*Article*
################
Why do we need a VECM specification if the I(1) processes are cointegrated?

I happened to question the rationale of employing VECM, since some empirical studies like Basu (2017) employed a VAR model to obtain impulse-response analysis. As far as I know, one should consider using the VECM if the multivariate time-series of interest consists of cointegrated I(1) processes. However, the study did not use the VECM, but estimated a VAR model.

One more question: consider two cointegrated I(1) processes. One could estimate a VAR with differenced processes of these processes, since they become I(0) after differencing, without including the error correction term. Would this be misleading? What would be the consequences of not including the error correction term, though differencing the original series makes it a vector of I(0) processes?

To formalize and generalize dlnB's +1 answer a little:

Cointegration implies that the deviations from the equilibrium are $$I(0)$$. Hence, some mechanism must bring back deviations back to the long-run relationship. This idea is formalized using error correction models (ECM).
################
*Data supplied*
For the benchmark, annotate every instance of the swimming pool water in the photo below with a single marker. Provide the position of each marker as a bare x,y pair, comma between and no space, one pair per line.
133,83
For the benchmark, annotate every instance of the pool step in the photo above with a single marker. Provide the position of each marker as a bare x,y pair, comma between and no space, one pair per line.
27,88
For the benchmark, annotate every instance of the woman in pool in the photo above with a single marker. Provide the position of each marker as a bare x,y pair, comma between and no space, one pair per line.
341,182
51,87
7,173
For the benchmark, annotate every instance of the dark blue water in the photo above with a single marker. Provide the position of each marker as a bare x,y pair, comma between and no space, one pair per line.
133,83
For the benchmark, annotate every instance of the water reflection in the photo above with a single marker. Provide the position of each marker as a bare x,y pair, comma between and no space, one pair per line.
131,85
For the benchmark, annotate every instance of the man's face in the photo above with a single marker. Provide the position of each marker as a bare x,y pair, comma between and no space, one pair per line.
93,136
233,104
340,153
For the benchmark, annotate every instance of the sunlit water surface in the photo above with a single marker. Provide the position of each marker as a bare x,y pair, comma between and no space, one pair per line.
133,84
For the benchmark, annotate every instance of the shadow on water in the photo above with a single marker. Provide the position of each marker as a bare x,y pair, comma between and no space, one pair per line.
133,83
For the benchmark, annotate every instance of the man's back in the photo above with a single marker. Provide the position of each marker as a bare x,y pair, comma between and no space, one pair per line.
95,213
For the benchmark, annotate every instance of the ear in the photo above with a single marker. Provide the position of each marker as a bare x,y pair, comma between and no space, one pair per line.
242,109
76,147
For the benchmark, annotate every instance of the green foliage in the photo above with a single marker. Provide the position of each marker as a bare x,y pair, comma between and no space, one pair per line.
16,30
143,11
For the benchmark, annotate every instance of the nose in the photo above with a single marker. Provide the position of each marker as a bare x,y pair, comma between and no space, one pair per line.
################
*Exercise instructions*
Using the VECM thread above, explain in one to three sentences why cointegration calls for an error correction mechanism.

*Written answer*
Cointegration implies that deviations from the equilibrium are I(0), so some mechanism must bring those deviations back to the long-run relationship. Error correction models formalize that mechanism.